## TO DO
A. Please decide whether each statement agrees with the Egypt bond article: (i) the Finance Ministry sold more than its target at the auctions; (ii) the yield on Egypt's 10-year dollar bonds rose to a record; (iii) Gabriel Sterne is based in Cairo. Answer yes or no for each and quote the words of the article that settle it.
B. Pick up the Egypt bond article after its final sentence and write the next part of it.

## EXTRACT PROVIDED
^^^^^^^^^^^^^^^^

(Updates with local debt sale in second, fifth paragraphs.)
Jan. 9 (Bloomberg) -- The yield on Egypt’s 10-year dollar bonds rose to a record amid investor concern that political instability will hurt the country’s ability to raise funds.
The rate on the 5.75 percent notes maturing in April 2020 gained 11 basis points, or 0.11 percentage point, to 8.38 percent at 4:06 p.m. in Cairo. The Finance Ministry sold 6.1 billion Egyptian pounds ($1 billion) of treasury bills and bonds at auctions today, missing its 6.5 billion-pound target, as borrowing costs rose on nine-month and seven-year securities.
“There’s some pessimism in the market about where the country is going,” said Gabriel Sterne, a London-based senior economist at Exotix Holdings Ltd. “Egypt needs a heavy dose of traditional IMF medicine, including reducing budget deficit and cutting fuel subsidies.”

^^^^^^^^^^^^^^^^

[Records from a data source]
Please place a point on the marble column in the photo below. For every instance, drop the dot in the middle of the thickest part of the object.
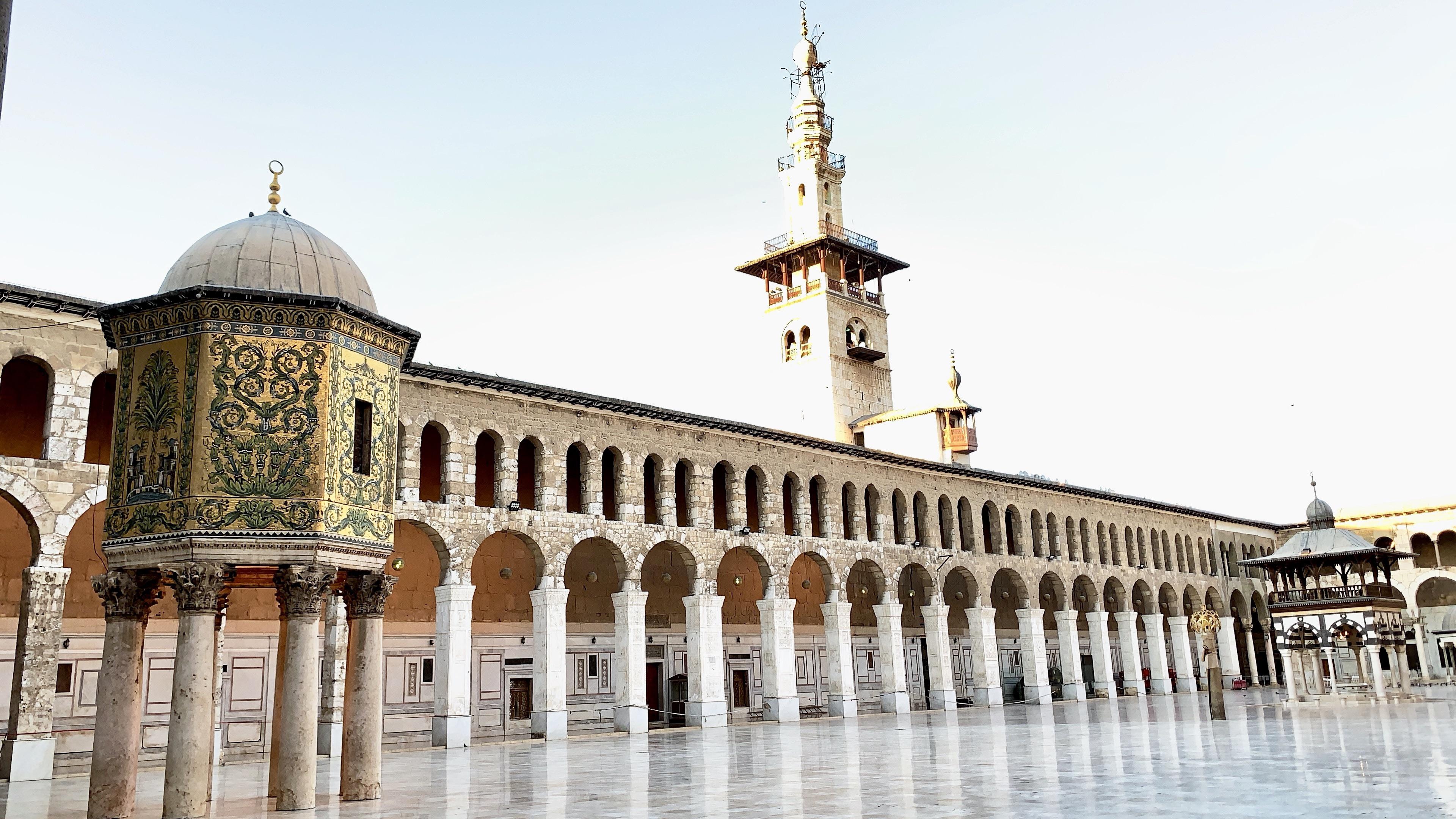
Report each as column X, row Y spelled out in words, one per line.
column 707, row 706
column 938, row 655
column 1071, row 649
column 1034, row 677
column 200, row 591
column 1253, row 655
column 127, row 596
column 1132, row 653
column 1376, row 675
column 985, row 656
column 781, row 693
column 1228, row 652
column 1183, row 655
column 336, row 656
column 450, row 726
column 1158, row 679
column 549, row 664
column 844, row 697
column 629, row 668
column 1269, row 653
column 360, row 767
column 300, row 595
column 1103, row 684
column 30, row 747
column 1291, row 677
column 893, row 694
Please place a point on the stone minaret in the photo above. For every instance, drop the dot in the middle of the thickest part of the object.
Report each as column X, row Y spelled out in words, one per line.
column 825, row 327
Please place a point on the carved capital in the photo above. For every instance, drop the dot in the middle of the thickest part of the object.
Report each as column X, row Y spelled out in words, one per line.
column 302, row 588
column 200, row 586
column 364, row 594
column 127, row 594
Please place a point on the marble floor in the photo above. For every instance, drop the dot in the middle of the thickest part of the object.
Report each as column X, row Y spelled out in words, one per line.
column 1130, row 758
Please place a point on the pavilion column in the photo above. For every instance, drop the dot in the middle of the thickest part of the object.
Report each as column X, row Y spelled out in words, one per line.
column 336, row 665
column 30, row 747
column 1034, row 656
column 781, row 693
column 1132, row 653
column 893, row 696
column 1158, row 679
column 450, row 726
column 844, row 698
column 1376, row 675
column 300, row 595
column 1269, row 653
column 938, row 655
column 1254, row 655
column 362, row 763
column 707, row 706
column 200, row 591
column 1071, row 649
column 1228, row 652
column 985, row 656
column 549, row 664
column 1183, row 655
column 629, row 671
column 1101, row 655
column 127, row 596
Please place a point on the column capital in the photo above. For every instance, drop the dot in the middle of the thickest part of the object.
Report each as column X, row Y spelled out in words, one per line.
column 127, row 594
column 300, row 589
column 200, row 586
column 366, row 592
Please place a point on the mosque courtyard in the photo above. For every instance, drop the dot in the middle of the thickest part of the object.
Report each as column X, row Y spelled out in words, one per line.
column 1155, row 757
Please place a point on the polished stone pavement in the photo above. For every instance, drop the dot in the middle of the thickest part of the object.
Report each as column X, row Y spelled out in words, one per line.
column 1158, row 757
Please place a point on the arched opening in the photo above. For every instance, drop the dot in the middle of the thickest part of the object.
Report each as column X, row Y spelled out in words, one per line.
column 576, row 477
column 667, row 576
column 101, row 419
column 593, row 575
column 873, row 515
column 414, row 595
column 610, row 480
column 817, row 508
column 504, row 572
column 743, row 575
column 721, row 477
column 528, row 467
column 25, row 390
column 753, row 494
column 681, row 482
column 1014, row 543
column 431, row 464
column 846, row 511
column 809, row 586
column 651, row 494
column 487, row 458
column 791, row 505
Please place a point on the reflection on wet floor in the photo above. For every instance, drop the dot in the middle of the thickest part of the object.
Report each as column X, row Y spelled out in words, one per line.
column 1155, row 757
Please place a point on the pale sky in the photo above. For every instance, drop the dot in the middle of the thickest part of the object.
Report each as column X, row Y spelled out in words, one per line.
column 1189, row 253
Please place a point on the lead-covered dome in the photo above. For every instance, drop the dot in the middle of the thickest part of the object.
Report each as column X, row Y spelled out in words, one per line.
column 274, row 253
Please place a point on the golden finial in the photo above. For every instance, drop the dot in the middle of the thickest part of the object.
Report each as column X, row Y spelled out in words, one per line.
column 273, row 197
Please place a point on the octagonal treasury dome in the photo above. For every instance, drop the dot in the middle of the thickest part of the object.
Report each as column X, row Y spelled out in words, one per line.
column 274, row 253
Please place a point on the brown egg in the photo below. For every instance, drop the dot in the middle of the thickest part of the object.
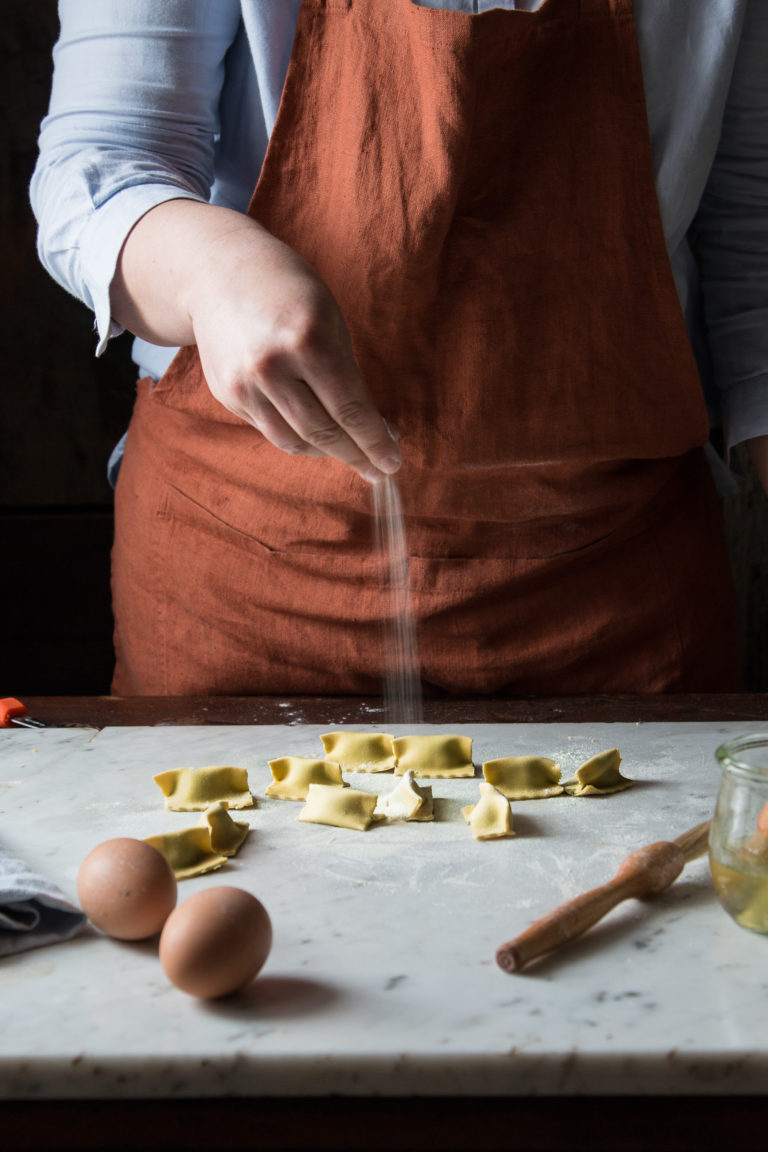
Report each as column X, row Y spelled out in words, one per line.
column 127, row 888
column 215, row 941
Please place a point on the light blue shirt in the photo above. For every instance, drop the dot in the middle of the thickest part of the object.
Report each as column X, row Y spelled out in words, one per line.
column 153, row 100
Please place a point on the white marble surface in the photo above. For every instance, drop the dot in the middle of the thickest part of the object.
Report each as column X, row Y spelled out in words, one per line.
column 382, row 977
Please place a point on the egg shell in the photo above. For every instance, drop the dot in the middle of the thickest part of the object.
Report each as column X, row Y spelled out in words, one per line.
column 127, row 888
column 215, row 941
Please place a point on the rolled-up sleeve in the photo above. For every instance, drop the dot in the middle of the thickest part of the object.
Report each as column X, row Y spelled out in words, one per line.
column 731, row 241
column 132, row 121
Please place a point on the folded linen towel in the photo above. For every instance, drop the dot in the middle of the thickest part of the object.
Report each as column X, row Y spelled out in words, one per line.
column 33, row 911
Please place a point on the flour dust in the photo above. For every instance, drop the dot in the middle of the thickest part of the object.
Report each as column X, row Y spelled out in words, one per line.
column 402, row 687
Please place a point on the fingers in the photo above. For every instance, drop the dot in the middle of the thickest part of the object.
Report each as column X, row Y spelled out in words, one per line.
column 290, row 415
column 276, row 351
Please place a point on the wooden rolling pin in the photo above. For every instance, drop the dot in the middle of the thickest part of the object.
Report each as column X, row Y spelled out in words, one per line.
column 643, row 873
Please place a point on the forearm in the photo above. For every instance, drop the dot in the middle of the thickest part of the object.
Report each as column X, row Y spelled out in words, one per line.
column 273, row 345
column 758, row 449
column 165, row 258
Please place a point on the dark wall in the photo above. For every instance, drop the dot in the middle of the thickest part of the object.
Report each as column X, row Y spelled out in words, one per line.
column 61, row 411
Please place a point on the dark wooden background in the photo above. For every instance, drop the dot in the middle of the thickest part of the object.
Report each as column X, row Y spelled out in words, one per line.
column 61, row 411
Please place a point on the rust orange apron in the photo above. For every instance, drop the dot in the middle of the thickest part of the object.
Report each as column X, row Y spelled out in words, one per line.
column 478, row 194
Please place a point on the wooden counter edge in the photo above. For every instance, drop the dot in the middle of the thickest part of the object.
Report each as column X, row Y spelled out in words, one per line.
column 707, row 1123
column 103, row 711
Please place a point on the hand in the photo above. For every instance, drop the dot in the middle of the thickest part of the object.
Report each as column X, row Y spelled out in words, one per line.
column 272, row 341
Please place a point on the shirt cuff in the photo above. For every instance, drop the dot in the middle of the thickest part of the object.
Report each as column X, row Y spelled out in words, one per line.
column 103, row 241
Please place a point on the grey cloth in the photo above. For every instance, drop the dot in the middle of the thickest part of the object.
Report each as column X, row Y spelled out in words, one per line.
column 33, row 911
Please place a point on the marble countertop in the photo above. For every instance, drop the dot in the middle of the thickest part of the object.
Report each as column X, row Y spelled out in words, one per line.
column 382, row 978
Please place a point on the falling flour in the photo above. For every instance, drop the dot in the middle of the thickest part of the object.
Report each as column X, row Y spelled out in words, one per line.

^^^^^^^^^^^^^^^^

## RESPONSES BY TASK
A.
(i) No: "missing its 6.5 billion-pound target"
(ii) Yes: "The yield on Egypt’s 10-year dollar bonds rose to a record"
(iii) No: "a London-based senior economist at Exotix Holdings Ltd."

B.
An International Monetary Fund mission will visit on Jan. 15 to resume talks on a $3.2 billion loan, Al Ahram newspaper reported yesterday. The government had turned down a similar loan package in June. Voters in the North African country are scheduled to complete elections for the lower house of parliament in the next two weeks, leading up to the first anniversary of the revolt that ousted former President Hosni Mubarak.
The government raised 2.88 billion pounds in nine-month notes out of its target of 3.5 billion pounds today at an average yield of 15.386 percent, an eight basis-point gain from the last sale on Dec. 28, according to central bank data on Bloomberg. It also sold 500 million pounds in seven-year bonds at a yield of 16.27 percent, up from 14.52 percent at the last auction of similar-maturity bills in October. Egypt accepted 2.71 billion pounds of three-month bills, more than its goal of 2 billion pounds, at an average yield of 13.833 percent, a decline of 12 basis points.
International reserves dropped to $18.1 billion in December from $20.2 billion the previous month. Reserves were at $36 billion in December 2010. “The decline in reserves is a genuinely worrying development over the last two months,” Sterne said.